Passage to read:
________________

Constitution no. 2

Discussion in 'World Events' started by >_O, Oct 4, 2002.

  1. >_O Registered Senior Member

    Messages:
    34
    "We, the sensible people of the United States, in an attempt to help
    everyone get along, restore some semblance of justice, avoid any more
    riots, keep our nation safe, promote positive behavior, and secure the
    blessings of debt free liberty to ourselves and our
    great-great-great-grandchildren, hereby try one more time to ordain and
    establish some common sense guidelines for the terminally whiny, guilt
    ridden, delusional, and other liberal, bed wetters. We hold these truths
    to be self-evident: that a whole lot of people are confused by the Bill
    of Rights and are so dim that they require a Bill of No Rights."

    ARTICLE I: You do not have the right to a new car, big screen TV or any
    other form of wealth. More power to you if you can legally acquire them,
    but no one is guaranteeing anything.

    ARTICLE II: You do not have the right to never be offended. This country
    is based on freedom, and that means freedom for everyone -- not just you!
    You may leave the room, turn the channel, express a different opinion,
    etc., but the world is full of idiots, and probably always will be.

    ARTICLE III: You do not have the right to be free from harm. If you stick
    a screwdriver in your eye, learn to be more careful, do not expect the
    tool manufacturer to make you and all your relatives independently
    wealthy.

    ARTICLE IV: You do not have the right to free food and housing. Americans
    are the most charitable people to be found, and will gladly help anyone
    in need, but we are quickly growing weary of subsidizing generation after
    generation of professional couch potatoes who achieve nothing more than
    the creation of another generation of
    professional couch potatoes.

________________

Information supplied:
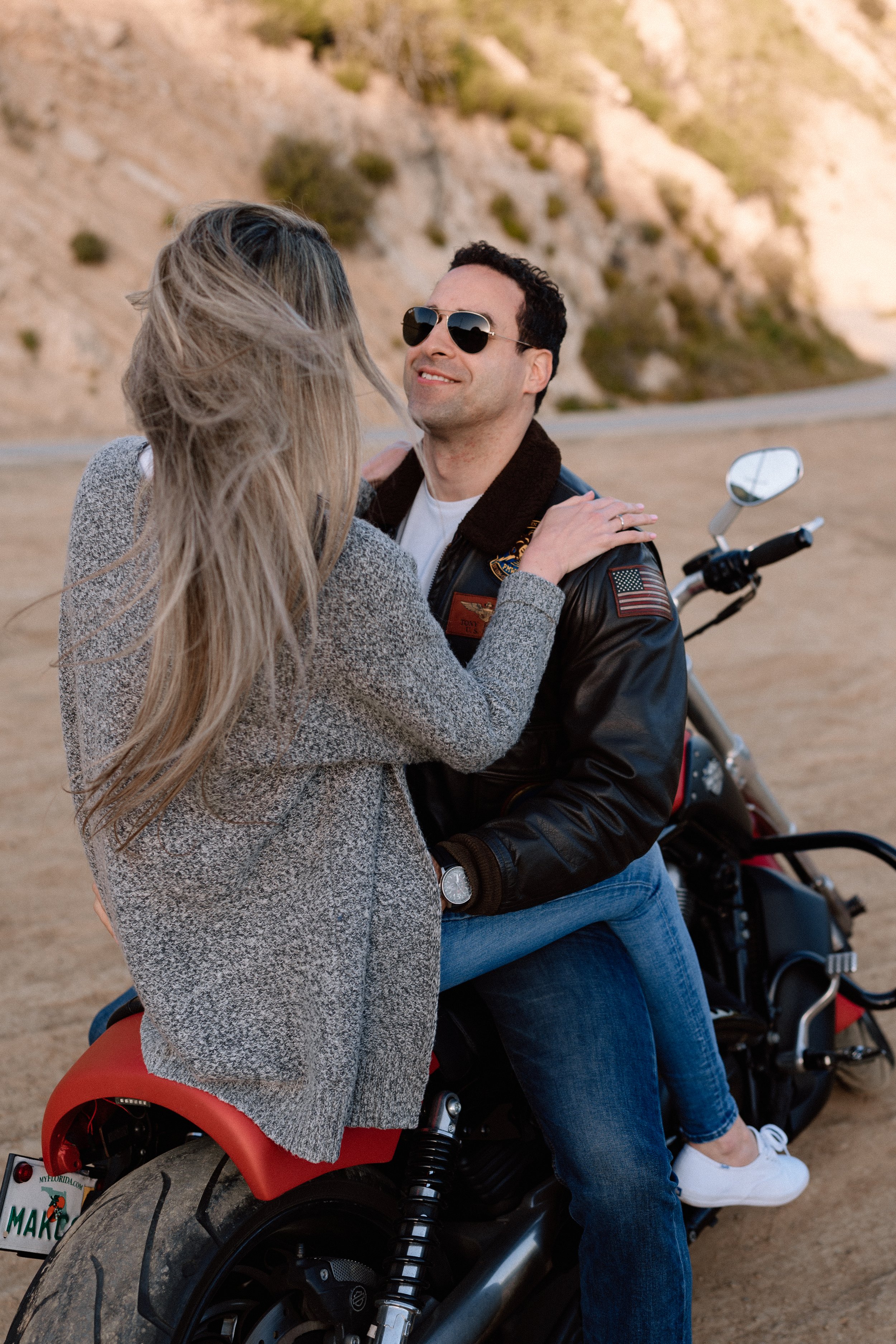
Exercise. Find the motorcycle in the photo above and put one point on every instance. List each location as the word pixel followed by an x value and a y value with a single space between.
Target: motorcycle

________________

Problems to work on:
1) According to the Bill of No Rights post, what does Article III say you do not have the right to?
2) Carry on the Bill of No Rights post past its final sentence.
The lines that come after the post aren't needed here.

Per-task outputs:
1) To be free from harm.

2)
    ARTICLE V: You do not have the right to free health care. That would be
    nice, but from the looks of public housing, we're just not interested in
    public health care.

    ARTICLE VI: You do not have the right to physically harm other people. If
    you kidnap, rape, intentionally maim, or kill someone, don't be surprised
    if the rest of us want to see you fry in the electric chair.

    ARTICLE VII: You do not have the right to the possessions of others. If
    you rob, cheat or coerce away the goods or services of other citizens,
    don't be surprised if the rest of us get together and lock you away in a
    place where you still won't have the right to a big screen color TV or a
    life of leisure.

    ARTICLE VIII: You don't have the right to demand that our children risk
    their lives in foreign wars to soothe your aching conscience. We hate
    oppressive governments and won't lift a finger to stop you from going to
    fight if you'd like. However, we do not enjoy parenting the entire world
    and do not want to spend so much of our time battling each and every
    little tyrant with a military uniform and a funny hat.

    ARTICLE IX: You don't have the right to a job. All of us sure want you to
    have a job, and will gladly help you along in hard times, but we expect
    you to take advantage of the opportunities of education and vocational
    training laid before you to make yourself useful.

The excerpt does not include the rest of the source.